**Things to do**
**A)** In the Kepler article, how many alien worlds are in the current inventory?
**B)** Check each statement against the Kepler article and answer yes or no, quoting the words that decide it: (i) Kepler was launched in March 2009. (ii) The list to be released on Tuesday names about 400 stars. (iii) The Kepler team will release data on its 400 brightest planet candidates.
**C)** Write the next part of the Kepler article, starting after its final sentence.

**Text excerpt**
Source: The New York Times
We are about to find out just how generous nature really is.
On Tuesday, astronomers operating NASA’s Kepler spacecraft will release a list of about 350 stars newly suspected of harboring planets, including five systems with multiple candidate planets. That data could dramatically swell the inventory of alien worlds, which now stands at 461, none of them habitable by the likes of us.
Astronomers everywhere, who have been waiting since Kepler’s launch in March 2009 to get their hands on this data, will be rushing to telescopes to examine these stars in the hopes of advancing the grand quest of finding Earthlike planets capable of harboring life out there.
But a lot of attention has been paid in astronomical circles over the past few months to what the Kepler team will not be saying. By agreement with NASA, the team is holding back data on its 400 brightest and best planet candidates, which the astronomers intend to observe themselves over a busy summer.

**Supplied information**

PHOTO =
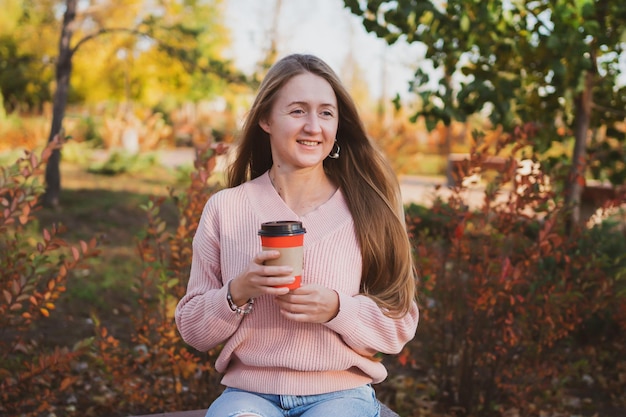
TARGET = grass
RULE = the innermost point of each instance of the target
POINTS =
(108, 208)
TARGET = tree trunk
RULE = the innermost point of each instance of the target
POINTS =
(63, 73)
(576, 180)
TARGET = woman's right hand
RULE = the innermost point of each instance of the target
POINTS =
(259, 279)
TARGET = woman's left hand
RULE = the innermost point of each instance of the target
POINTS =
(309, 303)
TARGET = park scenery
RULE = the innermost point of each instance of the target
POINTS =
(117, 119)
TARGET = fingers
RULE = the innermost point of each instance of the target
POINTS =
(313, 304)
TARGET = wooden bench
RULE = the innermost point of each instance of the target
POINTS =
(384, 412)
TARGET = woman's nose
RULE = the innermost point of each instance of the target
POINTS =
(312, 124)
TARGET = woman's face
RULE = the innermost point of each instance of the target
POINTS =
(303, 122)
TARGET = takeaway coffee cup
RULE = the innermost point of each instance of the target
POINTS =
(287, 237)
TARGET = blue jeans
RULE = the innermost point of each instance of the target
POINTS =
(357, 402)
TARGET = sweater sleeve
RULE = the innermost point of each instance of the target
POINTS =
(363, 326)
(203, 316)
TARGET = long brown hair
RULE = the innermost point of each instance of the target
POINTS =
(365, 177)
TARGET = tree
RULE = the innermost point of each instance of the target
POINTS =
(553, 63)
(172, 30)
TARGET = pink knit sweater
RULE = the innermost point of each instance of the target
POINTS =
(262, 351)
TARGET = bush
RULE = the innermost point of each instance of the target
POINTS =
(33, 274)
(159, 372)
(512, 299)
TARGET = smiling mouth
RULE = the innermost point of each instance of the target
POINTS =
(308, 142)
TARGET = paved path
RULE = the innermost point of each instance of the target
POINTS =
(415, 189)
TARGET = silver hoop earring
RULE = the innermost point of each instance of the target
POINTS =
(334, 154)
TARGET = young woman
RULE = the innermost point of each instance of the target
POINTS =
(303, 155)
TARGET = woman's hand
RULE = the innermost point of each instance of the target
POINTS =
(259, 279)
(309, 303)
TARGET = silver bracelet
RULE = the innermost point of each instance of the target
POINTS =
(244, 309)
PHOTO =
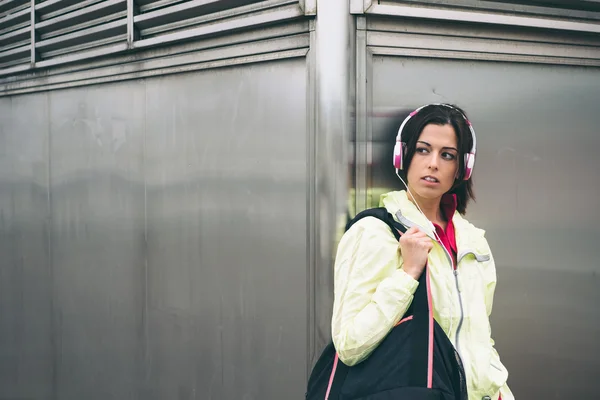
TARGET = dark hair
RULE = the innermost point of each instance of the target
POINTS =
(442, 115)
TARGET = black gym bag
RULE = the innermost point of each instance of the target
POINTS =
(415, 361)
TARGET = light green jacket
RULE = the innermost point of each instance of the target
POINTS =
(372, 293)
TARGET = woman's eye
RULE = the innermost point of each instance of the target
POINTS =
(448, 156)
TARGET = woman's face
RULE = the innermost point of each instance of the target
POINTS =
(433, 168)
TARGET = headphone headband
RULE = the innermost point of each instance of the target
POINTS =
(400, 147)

--

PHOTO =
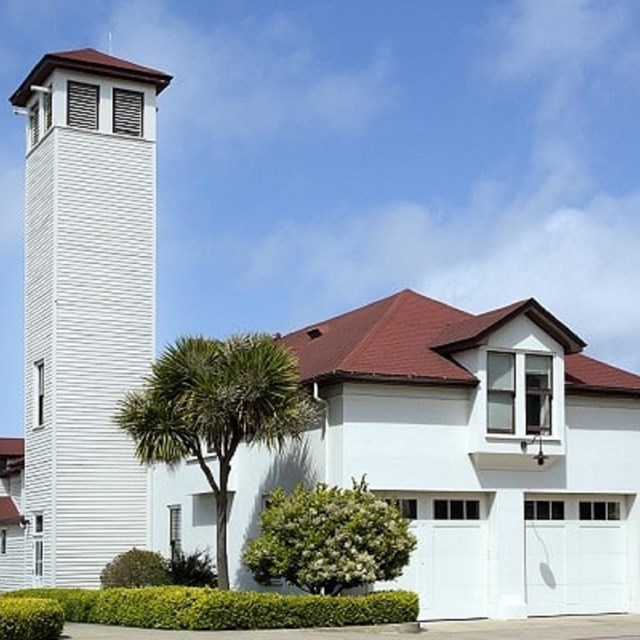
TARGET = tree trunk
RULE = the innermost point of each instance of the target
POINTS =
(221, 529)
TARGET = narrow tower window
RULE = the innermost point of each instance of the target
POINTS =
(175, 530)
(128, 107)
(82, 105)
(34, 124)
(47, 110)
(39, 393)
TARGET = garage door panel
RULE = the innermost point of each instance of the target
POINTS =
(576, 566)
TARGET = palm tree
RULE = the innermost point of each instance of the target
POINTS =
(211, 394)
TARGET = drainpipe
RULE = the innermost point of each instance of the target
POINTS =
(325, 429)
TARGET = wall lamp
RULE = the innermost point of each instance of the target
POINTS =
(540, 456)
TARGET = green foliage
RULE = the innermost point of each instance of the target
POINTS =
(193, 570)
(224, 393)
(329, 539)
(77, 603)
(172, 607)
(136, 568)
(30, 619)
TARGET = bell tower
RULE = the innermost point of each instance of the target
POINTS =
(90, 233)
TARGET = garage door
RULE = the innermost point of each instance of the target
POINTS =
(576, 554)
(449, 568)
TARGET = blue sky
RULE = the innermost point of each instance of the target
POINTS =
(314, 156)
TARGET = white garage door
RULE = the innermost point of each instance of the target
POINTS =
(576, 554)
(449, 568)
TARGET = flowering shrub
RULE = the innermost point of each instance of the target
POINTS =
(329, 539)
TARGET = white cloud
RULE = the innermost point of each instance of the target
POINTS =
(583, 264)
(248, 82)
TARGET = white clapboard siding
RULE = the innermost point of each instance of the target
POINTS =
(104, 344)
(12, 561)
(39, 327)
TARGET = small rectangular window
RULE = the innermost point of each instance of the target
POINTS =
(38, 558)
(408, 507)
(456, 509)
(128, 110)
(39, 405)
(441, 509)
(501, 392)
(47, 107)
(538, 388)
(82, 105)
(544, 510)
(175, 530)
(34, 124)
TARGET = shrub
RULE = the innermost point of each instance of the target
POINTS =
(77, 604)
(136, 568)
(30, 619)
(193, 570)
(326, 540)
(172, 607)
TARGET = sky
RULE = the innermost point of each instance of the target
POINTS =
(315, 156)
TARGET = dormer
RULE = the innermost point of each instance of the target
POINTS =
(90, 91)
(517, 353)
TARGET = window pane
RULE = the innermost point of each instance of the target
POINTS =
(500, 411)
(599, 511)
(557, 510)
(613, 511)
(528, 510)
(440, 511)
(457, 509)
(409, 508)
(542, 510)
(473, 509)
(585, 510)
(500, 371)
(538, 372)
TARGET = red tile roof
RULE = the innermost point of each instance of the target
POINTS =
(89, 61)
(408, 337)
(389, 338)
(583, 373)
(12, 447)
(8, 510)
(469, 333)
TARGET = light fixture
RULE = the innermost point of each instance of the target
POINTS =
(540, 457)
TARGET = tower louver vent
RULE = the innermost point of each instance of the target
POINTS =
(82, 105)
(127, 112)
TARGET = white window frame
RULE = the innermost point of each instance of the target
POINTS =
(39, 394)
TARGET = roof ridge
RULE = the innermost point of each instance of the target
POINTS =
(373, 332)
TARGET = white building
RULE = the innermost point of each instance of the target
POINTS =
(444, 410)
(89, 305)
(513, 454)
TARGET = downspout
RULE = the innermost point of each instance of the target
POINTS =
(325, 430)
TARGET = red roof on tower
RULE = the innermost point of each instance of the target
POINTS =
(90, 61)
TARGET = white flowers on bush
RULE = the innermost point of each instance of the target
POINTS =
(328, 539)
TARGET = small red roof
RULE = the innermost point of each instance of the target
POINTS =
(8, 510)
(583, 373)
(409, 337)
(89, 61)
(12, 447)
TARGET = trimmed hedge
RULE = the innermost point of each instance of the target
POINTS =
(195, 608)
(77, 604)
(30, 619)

**Responses per task**
**A)** 461, none of them habitable by the likes of us.

**B)**
(i) Yes: "since Kepler’s launch in March 2009"
(ii) No: "a list of about 350 stars newly suspected of harboring planets"
(iii) No: "the team is holding back data on its 400 brightest and best planet candidates"

**C)**
NASA’s policy requires astronomers to release their data from instruments like the Hubble Space Telescope in a year, but the Kepler astronomers say launch delays and other problems robbed them of the observing time they needed to check out their planet candidates, which are only visible from the ground from April until September. An extension of the deadline is needed, they say, to guard against a flood of bogus claims — “false positives” — by other astronomers misinterpreting their data.
“If I sent you 0’s and 1’s, it would be useless,” said William Borucki, Kepler’s leader, from the Ames Research Laboratory at Moffett Field in California. The public wants answers to the age-old question of whether the Earth is unique, he said.
“If we say, ‘Yes, they are small planets,’ ” he went on, “you can be sure they are.”
The decision to hold back some data, reported on Nature.com, has divided astronomers. Some say say they do not begrudge the Kepler scientists — who have in some cases devoted their careers to the project — a few more months with their data.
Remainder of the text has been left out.